Write out, word for word, the part of the blog post about the drive to Skoura between "Edit Blog Post" and "according to plan.", inclusive.

#### EXTRACT TO READ:
------

Edit Blog Post
Published: February 4th 2019
The day dawns bright but cold, like fleece cold......we set off south east towards Skoura. This is a five hour drive, first across the plain and then up into the High Atlas. All does not go according to plan.
The plain is dotted with miles of olive tree plantations. In the distance the mountains can be seen, the highest peak rising to around 10,000 feet. Morocco has the third highest peak in Africa. All along the route are hundreds of Gendarmerie Royale. The King is on the move today, apparently. He is either going to visit his people somewhere, which he often does, or else he is off hunting as he likes to shoot gazelle and sangliers. Anyway, all the senior brass are out as well, resplendent in their uniforms and gaudy braid. Maybe he will come this way, maybe not, but best to be prepared and standing to attention.
Sara starts to feel unwell. We stop several times and she throws up, and starts to feel very wobbly. This continues as we snake up into the mountains. The scenery is spectacular, the light crystal clear, but only David is enjoying it. We reach the high pass at about
7500 feet. You can see for miles, and we share the vantage point with another coach load of Chinese tourists. “I have been London twice for shopping” one young girl tells me. No surprise there then.
The buildings are all single or double storey, clustered tight together as protection against the biting winter weather, and the possible snowfalls. They are built by the Berbers with whatever materials are at hand, so mostly they are red though sometimes they are white if the local clay for brick making is pale coloured. The name “Berber” is not the name they give themselves, but is a derivative of “barbarian” which is what the Romans called the original settlers when they were here. The later Arab invasion from the 8th
century onwards obviously brought the Arab peoples to the lower levels but they tend not to live in the mountains. At the higher levels the olive trees have given way to walnut and juniper trees, and eventually there are no trees at all, just hardly cactus.

------

#### SUPPLIED MATERIAL:
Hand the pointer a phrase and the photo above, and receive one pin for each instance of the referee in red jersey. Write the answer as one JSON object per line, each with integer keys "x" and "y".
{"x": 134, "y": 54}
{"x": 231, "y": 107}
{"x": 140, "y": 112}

------

#### WRITTEN ANSWER:
Edit Blog Post
Published: February 4th 2019
The day dawns bright but cold, like fleece cold......we set off south east towards Skoura. This is a five hour drive, first across the plain and then up into the High Atlas. All does not go according to plan.